> [Aim of the task] Each line below should be reproduced without any alteration.
===== Record set
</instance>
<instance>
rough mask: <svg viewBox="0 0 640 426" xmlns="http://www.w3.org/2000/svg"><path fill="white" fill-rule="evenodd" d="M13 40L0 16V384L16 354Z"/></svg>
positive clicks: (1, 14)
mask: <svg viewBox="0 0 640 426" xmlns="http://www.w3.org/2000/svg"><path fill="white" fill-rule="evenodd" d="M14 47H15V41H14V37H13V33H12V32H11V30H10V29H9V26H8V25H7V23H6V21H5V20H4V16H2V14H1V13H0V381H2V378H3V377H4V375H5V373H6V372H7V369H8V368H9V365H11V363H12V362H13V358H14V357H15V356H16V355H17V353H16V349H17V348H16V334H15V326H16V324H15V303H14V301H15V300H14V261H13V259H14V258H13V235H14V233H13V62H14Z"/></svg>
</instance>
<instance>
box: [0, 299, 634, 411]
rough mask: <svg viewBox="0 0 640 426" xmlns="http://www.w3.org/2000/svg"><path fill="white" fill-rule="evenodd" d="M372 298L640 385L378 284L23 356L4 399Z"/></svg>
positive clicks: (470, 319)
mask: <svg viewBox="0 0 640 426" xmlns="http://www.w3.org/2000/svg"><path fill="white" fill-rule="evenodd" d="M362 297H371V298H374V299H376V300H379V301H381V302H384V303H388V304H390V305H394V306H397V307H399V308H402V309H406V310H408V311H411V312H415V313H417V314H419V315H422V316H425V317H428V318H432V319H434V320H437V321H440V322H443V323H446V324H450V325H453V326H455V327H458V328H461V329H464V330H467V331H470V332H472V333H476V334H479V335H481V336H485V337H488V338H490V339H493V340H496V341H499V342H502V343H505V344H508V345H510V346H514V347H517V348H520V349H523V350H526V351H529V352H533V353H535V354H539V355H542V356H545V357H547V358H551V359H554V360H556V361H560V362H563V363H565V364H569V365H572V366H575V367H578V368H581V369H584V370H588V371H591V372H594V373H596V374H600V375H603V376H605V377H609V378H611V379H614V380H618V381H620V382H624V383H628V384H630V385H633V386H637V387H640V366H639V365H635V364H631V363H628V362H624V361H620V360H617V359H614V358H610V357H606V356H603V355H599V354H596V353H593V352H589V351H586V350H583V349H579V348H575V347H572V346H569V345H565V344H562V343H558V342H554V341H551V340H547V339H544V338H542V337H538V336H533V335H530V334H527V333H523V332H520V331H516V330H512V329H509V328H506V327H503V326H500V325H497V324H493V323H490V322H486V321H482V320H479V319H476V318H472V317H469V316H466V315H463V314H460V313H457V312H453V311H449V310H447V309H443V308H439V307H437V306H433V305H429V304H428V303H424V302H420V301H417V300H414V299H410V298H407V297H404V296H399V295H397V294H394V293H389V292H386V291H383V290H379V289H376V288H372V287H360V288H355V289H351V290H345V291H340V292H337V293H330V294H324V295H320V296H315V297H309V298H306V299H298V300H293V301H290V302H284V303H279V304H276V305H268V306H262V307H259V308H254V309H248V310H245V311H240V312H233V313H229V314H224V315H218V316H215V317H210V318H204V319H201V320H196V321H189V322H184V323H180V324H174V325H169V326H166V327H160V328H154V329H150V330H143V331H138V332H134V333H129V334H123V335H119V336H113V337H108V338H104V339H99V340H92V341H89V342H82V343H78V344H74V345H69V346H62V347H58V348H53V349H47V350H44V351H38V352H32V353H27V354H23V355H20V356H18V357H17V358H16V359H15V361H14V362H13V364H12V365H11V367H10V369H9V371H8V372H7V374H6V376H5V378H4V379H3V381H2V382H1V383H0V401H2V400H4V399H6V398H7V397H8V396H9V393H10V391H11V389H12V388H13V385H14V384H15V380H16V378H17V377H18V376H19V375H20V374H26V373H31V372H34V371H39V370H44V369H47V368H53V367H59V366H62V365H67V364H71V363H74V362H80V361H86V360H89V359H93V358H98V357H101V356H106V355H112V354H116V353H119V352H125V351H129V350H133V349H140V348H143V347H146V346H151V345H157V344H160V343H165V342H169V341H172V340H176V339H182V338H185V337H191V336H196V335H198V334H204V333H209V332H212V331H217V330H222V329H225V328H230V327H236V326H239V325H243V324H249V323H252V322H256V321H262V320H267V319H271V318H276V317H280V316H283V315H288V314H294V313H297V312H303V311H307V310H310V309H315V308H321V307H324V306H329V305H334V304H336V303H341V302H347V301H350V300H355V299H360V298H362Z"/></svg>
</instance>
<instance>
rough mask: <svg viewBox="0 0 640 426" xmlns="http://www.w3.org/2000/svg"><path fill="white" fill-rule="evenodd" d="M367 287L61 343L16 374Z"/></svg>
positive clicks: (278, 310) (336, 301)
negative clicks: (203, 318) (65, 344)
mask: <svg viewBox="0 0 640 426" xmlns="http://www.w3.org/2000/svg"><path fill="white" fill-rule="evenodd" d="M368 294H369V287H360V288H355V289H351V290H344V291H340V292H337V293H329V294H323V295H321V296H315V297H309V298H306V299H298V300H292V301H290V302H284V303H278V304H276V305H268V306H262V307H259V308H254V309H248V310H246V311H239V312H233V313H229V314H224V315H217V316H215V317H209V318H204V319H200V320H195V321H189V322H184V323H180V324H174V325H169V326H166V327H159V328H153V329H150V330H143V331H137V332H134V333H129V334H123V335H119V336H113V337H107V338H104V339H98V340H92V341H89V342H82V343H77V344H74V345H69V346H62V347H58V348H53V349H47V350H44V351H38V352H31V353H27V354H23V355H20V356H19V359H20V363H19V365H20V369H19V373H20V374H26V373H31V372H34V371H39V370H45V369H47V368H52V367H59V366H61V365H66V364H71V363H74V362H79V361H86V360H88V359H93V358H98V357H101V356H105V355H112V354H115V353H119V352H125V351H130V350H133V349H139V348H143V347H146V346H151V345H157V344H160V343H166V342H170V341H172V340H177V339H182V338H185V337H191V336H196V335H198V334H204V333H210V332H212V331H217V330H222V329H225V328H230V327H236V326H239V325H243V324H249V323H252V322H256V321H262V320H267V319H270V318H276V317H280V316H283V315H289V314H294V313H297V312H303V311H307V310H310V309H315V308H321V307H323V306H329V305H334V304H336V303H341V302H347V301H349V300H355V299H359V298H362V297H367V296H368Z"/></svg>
==========
> [Exercise output]
</instance>
<instance>
rough mask: <svg viewBox="0 0 640 426" xmlns="http://www.w3.org/2000/svg"><path fill="white" fill-rule="evenodd" d="M13 40L0 16V384L16 354Z"/></svg>
positive clicks: (1, 14)
mask: <svg viewBox="0 0 640 426" xmlns="http://www.w3.org/2000/svg"><path fill="white" fill-rule="evenodd" d="M14 47H15V41H14V37H13V33H12V32H11V30H10V29H9V26H8V25H7V23H6V21H5V20H4V16H2V14H1V13H0V381H2V378H3V377H4V375H5V373H6V372H7V369H8V368H9V365H11V363H12V362H13V358H14V357H15V356H16V355H17V353H16V349H17V348H16V334H15V326H16V324H15V303H14V301H15V300H14V261H13V259H14V258H13V235H14V233H13V62H14Z"/></svg>
</instance>
<instance>
box: [0, 299, 634, 411]
rough mask: <svg viewBox="0 0 640 426" xmlns="http://www.w3.org/2000/svg"><path fill="white" fill-rule="evenodd" d="M372 298L640 385L378 284L23 356L4 399Z"/></svg>
positive clicks: (470, 319)
mask: <svg viewBox="0 0 640 426" xmlns="http://www.w3.org/2000/svg"><path fill="white" fill-rule="evenodd" d="M362 297H371V298H374V299H376V300H379V301H381V302H384V303H388V304H390V305H394V306H397V307H399V308H402V309H406V310H408V311H411V312H415V313H417V314H419V315H422V316H425V317H428V318H432V319H434V320H437V321H440V322H443V323H446V324H450V325H453V326H455V327H458V328H461V329H464V330H467V331H470V332H472V333H476V334H479V335H481V336H485V337H488V338H490V339H493V340H496V341H499V342H502V343H505V344H508V345H510V346H514V347H517V348H520V349H523V350H526V351H529V352H533V353H535V354H539V355H542V356H545V357H547V358H551V359H554V360H556V361H560V362H563V363H565V364H569V365H572V366H575V367H578V368H581V369H584V370H588V371H591V372H594V373H596V374H600V375H603V376H605V377H609V378H611V379H614V380H618V381H620V382H624V383H628V384H630V385H633V386H637V387H640V366H639V365H635V364H631V363H628V362H624V361H620V360H617V359H614V358H610V357H606V356H603V355H599V354H596V353H593V352H589V351H586V350H583V349H579V348H575V347H572V346H569V345H565V344H562V343H558V342H554V341H551V340H547V339H544V338H542V337H538V336H533V335H530V334H527V333H523V332H520V331H516V330H512V329H509V328H506V327H503V326H500V325H497V324H493V323H490V322H486V321H482V320H479V319H476V318H472V317H469V316H466V315H463V314H460V313H457V312H453V311H449V310H447V309H443V308H439V307H437V306H433V305H429V304H428V303H424V302H420V301H417V300H414V299H410V298H407V297H404V296H399V295H397V294H394V293H389V292H386V291H383V290H379V289H376V288H372V287H360V288H355V289H351V290H345V291H340V292H337V293H330V294H324V295H320V296H315V297H309V298H306V299H298V300H293V301H290V302H284V303H279V304H276V305H268V306H262V307H259V308H254V309H248V310H245V311H240V312H233V313H229V314H224V315H218V316H215V317H210V318H204V319H201V320H196V321H189V322H184V323H180V324H174V325H169V326H166V327H160V328H154V329H150V330H143V331H138V332H134V333H129V334H123V335H119V336H113V337H108V338H104V339H99V340H92V341H89V342H82V343H78V344H74V345H69V346H62V347H58V348H53V349H47V350H44V351H38V352H32V353H27V354H23V355H20V356H18V357H17V358H16V359H15V361H14V362H13V364H12V365H11V367H10V369H9V371H8V372H7V374H6V376H5V378H4V379H3V381H2V382H1V383H0V401H2V400H4V399H6V398H7V397H8V396H9V393H10V391H11V389H12V388H13V385H14V384H15V380H16V378H17V377H18V376H19V375H20V374H26V373H31V372H34V371H39V370H44V369H47V368H53V367H59V366H62V365H67V364H71V363H74V362H80V361H86V360H89V359H93V358H98V357H101V356H106V355H112V354H116V353H119V352H125V351H129V350H133V349H140V348H143V347H146V346H151V345H157V344H160V343H165V342H169V341H172V340H176V339H182V338H185V337H191V336H196V335H198V334H204V333H209V332H212V331H217V330H222V329H225V328H230V327H236V326H239V325H243V324H249V323H252V322H256V321H262V320H267V319H271V318H276V317H280V316H283V315H288V314H294V313H297V312H303V311H307V310H310V309H315V308H321V307H324V306H329V305H334V304H336V303H341V302H347V301H350V300H355V299H360V298H362Z"/></svg>
</instance>
<instance>
rough mask: <svg viewBox="0 0 640 426" xmlns="http://www.w3.org/2000/svg"><path fill="white" fill-rule="evenodd" d="M367 287L61 343L16 374Z"/></svg>
positive clicks: (278, 310) (336, 301)
negative clicks: (203, 318) (65, 344)
mask: <svg viewBox="0 0 640 426" xmlns="http://www.w3.org/2000/svg"><path fill="white" fill-rule="evenodd" d="M368 294H369V287H360V288H355V289H351V290H344V291H340V292H337V293H329V294H323V295H321V296H315V297H309V298H306V299H298V300H292V301H290V302H284V303H278V304H276V305H268V306H262V307H259V308H254V309H248V310H246V311H239V312H233V313H229V314H224V315H217V316H215V317H209V318H204V319H200V320H195V321H189V322H184V323H180V324H174V325H169V326H166V327H159V328H153V329H150V330H143V331H137V332H134V333H129V334H123V335H119V336H113V337H107V338H104V339H98V340H92V341H89V342H82V343H77V344H74V345H69V346H62V347H58V348H53V349H47V350H44V351H38V352H31V353H27V354H23V355H20V356H19V359H20V363H19V365H20V369H19V373H20V374H26V373H31V372H34V371H39V370H45V369H47V368H52V367H59V366H61V365H66V364H71V363H74V362H79V361H86V360H88V359H93V358H98V357H101V356H105V355H112V354H115V353H119V352H125V351H130V350H133V349H139V348H143V347H146V346H151V345H157V344H160V343H166V342H170V341H172V340H177V339H182V338H185V337H191V336H196V335H198V334H204V333H210V332H212V331H217V330H222V329H225V328H230V327H236V326H239V325H243V324H249V323H252V322H256V321H262V320H267V319H270V318H276V317H280V316H283V315H289V314H294V313H297V312H303V311H307V310H310V309H315V308H321V307H323V306H329V305H334V304H336V303H341V302H347V301H349V300H355V299H359V298H362V297H367V296H368Z"/></svg>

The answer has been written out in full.